TO DO
Exact repetition of every entry is required.

Stored data entries

--

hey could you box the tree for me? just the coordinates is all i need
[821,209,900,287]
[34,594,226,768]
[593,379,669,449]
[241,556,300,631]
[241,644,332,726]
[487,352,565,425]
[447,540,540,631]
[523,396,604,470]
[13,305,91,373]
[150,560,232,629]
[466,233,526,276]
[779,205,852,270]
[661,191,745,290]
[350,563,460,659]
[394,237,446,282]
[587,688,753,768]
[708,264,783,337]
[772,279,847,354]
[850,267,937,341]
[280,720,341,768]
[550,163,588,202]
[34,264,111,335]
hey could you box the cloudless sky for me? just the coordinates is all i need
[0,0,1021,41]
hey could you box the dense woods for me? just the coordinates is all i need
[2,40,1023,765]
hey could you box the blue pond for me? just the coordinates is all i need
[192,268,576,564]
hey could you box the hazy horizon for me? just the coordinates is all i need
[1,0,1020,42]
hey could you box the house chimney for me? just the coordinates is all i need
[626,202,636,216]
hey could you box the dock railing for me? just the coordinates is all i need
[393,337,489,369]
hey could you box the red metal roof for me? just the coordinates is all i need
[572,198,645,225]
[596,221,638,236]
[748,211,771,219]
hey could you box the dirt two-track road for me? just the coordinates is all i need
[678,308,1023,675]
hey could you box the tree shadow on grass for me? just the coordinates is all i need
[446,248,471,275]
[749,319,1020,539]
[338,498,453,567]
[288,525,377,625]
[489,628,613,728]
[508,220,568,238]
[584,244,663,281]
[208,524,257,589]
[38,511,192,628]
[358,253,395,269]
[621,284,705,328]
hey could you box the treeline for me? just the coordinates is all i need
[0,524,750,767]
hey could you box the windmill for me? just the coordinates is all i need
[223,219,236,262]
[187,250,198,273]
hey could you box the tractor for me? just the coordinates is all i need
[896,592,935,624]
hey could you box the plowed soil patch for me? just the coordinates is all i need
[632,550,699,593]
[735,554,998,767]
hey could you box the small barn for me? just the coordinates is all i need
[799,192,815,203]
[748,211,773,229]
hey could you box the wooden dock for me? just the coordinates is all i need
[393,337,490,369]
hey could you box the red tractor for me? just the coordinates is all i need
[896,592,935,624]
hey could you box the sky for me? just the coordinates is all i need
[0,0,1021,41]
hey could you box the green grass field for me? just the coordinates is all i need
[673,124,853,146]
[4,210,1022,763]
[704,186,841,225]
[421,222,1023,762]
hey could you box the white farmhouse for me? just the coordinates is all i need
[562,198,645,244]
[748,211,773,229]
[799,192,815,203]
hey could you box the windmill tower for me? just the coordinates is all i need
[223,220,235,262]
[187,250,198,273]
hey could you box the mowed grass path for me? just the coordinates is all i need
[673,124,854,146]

--

SOLUTION TO THE EXERCISE
hey could you box the tree for me? just the coordinates is all i need
[821,209,900,287]
[34,594,226,768]
[593,379,669,449]
[241,556,300,631]
[241,644,332,726]
[487,352,565,425]
[447,540,540,631]
[523,396,604,470]
[13,305,91,373]
[150,560,232,629]
[466,233,526,276]
[779,205,852,270]
[661,191,745,290]
[350,563,460,659]
[394,237,446,282]
[587,688,753,768]
[708,264,783,337]
[772,279,847,354]
[850,267,937,341]
[280,720,341,768]
[550,163,588,202]
[34,264,111,335]
hey could you box the cloudless sky for me? just the coordinates is all i need
[0,0,1021,41]
hey could you box the dense woods for me? just the coordinates is all i need
[2,40,1023,765]
hey could you box the blue pond for me? just the coordinates is all i need
[192,268,576,564]
hey could you box the hazy horizon for me? just the coordinates is all i need
[1,0,1020,42]
hey could you box the house chimney for me? just the coordinates is all i need
[626,202,636,216]
hey could you box the dock railing for me? just the coordinates is all i need
[393,337,489,369]
hey could you box the red metal roof for me? just the coordinates is all i need
[572,198,645,225]
[596,221,638,236]
[748,211,771,219]
hey could you box the dirt two-track road for me? just the coordinates is all i need
[678,308,1023,675]
hey could you box the tree shadow on grass for me? just the coordinates is all i need
[446,248,471,275]
[749,319,1020,539]
[338,498,453,567]
[288,525,377,625]
[489,628,613,728]
[508,220,568,238]
[584,244,663,281]
[208,524,257,589]
[38,511,192,628]
[358,253,395,269]
[621,284,705,328]
hey could you box the treeline for me? just the coordinates is all i need
[0,524,750,767]
hey could you box the windmill for me? just the coordinates is all i need
[223,219,236,262]
[187,250,198,273]
hey could you box the tractor for me? just the coordinates is all i need
[896,592,935,624]
hey could you box the plowed soil patch for me? just the coordinates is all i need
[632,550,699,593]
[735,554,998,767]
hey could you box the small barn for me? just the coordinates is all i need
[799,192,815,203]
[748,211,773,229]
hey could you box the wooden dock for me? just the coordinates is all i need
[393,337,490,369]
hey could you box the red tractor for me? just the coordinates is all i need
[896,592,935,624]
hey could you box the sky for me? just the coordinates is all i need
[0,0,1021,41]
hey could you box the green grass field for me? just the coordinates is all i need
[673,124,853,146]
[4,210,1022,763]
[704,186,841,225]
[421,222,1023,762]
hey could you box the white farmhouse for me? just the coordinates is all i need
[562,198,645,244]
[748,211,773,229]
[799,192,815,203]
hey could you box the windmill tower for me? just the coordinates is all i need
[223,220,235,262]
[187,250,198,273]
hey could you box the mowed grass path for me? just the coordinates is all i need
[673,124,854,146]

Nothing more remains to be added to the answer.